| Exercise description |
Look through the data below for the line with "Identify the chrome faucet", and transcribe it exactly together with each line after it up to and including the line with "Identify the beige floor". Give nothing else.

Excerpts from a dataset:
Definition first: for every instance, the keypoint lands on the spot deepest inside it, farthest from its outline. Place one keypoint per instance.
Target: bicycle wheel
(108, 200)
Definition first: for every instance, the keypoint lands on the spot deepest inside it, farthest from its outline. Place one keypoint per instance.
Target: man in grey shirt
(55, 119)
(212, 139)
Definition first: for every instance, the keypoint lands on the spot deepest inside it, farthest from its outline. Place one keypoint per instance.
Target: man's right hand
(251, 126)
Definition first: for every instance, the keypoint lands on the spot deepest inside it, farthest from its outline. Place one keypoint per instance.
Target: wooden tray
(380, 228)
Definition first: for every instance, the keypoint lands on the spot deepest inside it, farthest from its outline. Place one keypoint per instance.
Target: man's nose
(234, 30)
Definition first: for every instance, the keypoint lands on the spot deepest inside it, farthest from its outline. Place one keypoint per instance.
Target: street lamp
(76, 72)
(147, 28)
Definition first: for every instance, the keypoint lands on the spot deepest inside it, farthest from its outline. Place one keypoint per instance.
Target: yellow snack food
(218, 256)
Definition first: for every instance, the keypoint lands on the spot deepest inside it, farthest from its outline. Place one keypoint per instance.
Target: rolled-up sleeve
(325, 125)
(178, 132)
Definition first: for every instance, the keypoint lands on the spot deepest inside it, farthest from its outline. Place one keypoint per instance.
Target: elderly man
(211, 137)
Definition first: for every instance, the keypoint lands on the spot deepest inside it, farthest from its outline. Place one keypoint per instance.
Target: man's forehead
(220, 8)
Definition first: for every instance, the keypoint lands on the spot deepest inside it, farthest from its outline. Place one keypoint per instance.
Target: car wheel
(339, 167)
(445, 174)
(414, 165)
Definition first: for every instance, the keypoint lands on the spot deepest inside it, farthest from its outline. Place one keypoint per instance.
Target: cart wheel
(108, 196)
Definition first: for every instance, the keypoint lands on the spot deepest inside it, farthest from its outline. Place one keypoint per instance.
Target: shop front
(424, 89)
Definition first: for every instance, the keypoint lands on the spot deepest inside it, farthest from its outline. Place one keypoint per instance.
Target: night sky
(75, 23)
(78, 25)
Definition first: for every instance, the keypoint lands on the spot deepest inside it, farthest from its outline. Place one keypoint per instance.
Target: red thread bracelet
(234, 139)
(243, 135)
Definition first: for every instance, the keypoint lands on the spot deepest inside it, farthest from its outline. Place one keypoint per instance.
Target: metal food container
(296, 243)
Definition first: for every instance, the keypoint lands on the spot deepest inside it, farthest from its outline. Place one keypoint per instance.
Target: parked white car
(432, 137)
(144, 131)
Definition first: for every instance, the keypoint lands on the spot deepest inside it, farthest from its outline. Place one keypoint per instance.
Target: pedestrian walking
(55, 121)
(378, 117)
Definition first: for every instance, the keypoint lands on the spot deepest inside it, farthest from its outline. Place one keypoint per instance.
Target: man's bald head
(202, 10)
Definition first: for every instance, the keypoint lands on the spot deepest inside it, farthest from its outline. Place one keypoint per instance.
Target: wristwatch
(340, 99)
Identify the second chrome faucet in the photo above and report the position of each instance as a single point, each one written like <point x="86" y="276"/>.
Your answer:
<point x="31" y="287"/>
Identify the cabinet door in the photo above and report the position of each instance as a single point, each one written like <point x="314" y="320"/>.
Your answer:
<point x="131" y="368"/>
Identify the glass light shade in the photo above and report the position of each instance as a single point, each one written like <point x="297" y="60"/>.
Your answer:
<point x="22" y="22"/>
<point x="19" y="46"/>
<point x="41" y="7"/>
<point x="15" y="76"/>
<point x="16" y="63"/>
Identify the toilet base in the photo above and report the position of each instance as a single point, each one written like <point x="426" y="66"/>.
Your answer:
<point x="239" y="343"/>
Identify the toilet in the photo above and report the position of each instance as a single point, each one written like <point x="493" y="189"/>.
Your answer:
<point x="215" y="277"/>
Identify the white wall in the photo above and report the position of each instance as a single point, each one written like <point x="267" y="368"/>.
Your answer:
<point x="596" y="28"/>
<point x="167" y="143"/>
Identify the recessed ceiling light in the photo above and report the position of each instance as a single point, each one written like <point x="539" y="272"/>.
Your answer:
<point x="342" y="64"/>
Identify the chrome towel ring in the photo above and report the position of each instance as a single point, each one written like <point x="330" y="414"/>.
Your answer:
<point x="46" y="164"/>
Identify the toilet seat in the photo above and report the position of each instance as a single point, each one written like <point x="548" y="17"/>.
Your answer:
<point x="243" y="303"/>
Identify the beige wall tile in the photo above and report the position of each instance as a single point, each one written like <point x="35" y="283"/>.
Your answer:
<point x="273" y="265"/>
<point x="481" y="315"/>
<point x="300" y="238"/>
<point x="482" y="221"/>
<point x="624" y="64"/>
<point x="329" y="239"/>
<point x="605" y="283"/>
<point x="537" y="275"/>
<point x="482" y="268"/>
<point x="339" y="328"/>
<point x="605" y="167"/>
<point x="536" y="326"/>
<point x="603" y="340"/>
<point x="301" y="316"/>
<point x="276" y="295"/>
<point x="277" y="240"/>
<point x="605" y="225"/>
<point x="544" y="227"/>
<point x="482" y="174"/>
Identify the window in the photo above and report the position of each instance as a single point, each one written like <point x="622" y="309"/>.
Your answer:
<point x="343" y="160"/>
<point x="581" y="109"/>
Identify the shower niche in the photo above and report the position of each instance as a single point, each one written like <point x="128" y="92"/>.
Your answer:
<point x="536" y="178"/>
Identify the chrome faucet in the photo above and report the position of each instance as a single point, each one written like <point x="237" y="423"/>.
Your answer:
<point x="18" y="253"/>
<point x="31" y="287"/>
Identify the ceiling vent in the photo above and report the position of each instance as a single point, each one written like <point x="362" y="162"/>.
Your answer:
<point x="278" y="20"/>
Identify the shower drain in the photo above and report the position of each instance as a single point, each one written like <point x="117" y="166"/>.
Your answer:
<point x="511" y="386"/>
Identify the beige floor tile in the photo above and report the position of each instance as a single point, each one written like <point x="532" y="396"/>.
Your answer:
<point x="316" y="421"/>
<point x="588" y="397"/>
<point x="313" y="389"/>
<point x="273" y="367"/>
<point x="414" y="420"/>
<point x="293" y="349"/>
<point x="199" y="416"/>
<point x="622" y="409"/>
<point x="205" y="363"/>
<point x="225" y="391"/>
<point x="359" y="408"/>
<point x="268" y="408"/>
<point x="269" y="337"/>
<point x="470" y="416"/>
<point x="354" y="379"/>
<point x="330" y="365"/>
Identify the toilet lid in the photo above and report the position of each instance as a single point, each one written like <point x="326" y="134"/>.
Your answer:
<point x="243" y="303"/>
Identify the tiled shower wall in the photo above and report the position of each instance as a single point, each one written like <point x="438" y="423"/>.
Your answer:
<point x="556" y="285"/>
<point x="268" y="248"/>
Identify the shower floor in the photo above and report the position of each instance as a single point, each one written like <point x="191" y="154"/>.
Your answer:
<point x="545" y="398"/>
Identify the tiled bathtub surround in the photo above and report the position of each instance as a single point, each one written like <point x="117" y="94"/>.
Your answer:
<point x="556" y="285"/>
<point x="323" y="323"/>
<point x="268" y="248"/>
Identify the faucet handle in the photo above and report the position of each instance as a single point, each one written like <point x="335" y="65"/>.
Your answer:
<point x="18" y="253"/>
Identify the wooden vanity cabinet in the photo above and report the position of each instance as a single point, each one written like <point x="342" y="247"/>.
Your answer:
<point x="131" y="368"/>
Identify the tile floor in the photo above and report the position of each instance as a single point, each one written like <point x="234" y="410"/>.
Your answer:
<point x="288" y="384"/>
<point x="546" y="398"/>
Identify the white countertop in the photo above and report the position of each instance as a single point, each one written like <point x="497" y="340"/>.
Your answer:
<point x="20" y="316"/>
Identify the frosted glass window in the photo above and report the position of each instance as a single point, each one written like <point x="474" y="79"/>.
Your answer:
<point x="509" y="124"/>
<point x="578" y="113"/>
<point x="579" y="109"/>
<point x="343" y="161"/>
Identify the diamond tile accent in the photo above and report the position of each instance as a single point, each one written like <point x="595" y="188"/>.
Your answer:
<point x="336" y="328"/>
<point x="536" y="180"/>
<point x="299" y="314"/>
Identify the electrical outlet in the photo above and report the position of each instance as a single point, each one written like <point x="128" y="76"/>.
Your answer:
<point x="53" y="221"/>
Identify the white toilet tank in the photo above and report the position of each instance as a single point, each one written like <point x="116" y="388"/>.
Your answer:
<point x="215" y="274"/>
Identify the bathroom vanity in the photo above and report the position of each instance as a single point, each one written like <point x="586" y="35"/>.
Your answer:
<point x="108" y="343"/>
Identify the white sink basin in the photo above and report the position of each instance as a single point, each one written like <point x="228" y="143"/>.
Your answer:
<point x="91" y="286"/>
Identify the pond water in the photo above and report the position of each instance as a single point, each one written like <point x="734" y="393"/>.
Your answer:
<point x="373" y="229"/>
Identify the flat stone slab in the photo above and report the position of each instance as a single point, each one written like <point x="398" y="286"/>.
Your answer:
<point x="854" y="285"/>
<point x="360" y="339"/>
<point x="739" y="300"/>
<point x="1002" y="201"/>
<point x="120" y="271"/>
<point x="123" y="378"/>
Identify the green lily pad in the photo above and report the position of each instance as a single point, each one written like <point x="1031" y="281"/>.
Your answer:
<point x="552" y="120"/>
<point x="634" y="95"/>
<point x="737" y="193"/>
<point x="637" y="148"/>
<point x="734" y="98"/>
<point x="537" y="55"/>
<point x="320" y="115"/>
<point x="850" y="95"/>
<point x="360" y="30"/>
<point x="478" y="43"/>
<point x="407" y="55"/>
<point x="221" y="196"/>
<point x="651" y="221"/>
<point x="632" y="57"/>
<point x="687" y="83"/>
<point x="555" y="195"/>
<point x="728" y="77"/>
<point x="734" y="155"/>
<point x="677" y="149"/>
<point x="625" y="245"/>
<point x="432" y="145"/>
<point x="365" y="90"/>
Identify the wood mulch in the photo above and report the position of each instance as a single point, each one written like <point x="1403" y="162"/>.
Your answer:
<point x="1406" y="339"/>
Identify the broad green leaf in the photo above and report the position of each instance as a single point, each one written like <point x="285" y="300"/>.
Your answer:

| Written solution |
Identify the chrome faucet in the photo above and report the position of each instance as a single point, each one written like <point x="237" y="423"/>.
Your answer:
<point x="18" y="253"/>
<point x="31" y="287"/>
Identify the ceiling vent in the photo above and report the position of each instance as a single point, each one written like <point x="362" y="162"/>.
Your answer:
<point x="278" y="20"/>
Identify the shower drain in the photo above and report the position of each instance as a single point, each one written like <point x="117" y="166"/>.
Your answer:
<point x="511" y="386"/>
Identify the beige floor tile in the photo above and report the position of each instance as a single point, each one written like <point x="532" y="396"/>.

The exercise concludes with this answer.